### Requirements
Pick out every line in the items below that contains the word "snow", and copy each one. Treat uppercase and lowercase as different.

[Rows from a dataset]
-- BEGIN --

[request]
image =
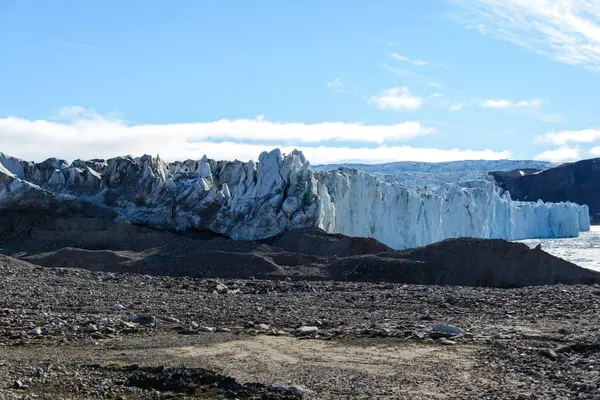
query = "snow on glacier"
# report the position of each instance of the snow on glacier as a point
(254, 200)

-- END --
-- BEGIN --

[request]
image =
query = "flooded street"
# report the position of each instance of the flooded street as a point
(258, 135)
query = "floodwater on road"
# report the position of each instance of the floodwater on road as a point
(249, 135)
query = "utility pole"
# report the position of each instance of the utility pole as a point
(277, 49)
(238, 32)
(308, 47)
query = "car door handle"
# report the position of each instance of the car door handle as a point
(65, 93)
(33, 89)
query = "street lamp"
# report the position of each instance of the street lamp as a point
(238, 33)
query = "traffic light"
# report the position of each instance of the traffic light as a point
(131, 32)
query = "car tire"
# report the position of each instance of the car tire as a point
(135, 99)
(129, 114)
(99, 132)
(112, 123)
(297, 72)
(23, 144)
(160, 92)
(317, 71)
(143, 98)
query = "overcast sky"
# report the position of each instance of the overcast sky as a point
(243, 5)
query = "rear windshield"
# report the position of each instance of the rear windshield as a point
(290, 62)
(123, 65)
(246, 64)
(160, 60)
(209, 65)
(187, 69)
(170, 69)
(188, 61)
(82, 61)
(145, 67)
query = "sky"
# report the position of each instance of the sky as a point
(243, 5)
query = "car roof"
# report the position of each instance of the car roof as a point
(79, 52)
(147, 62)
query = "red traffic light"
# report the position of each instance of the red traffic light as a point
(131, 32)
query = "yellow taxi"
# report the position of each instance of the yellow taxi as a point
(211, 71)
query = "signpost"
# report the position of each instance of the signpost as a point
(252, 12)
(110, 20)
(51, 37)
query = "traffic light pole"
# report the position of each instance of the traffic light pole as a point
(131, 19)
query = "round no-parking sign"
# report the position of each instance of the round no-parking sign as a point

-- END --

### Solution to the exercise
query = "snow on glacier"
# report the position of each instance of the snow on glacier as a point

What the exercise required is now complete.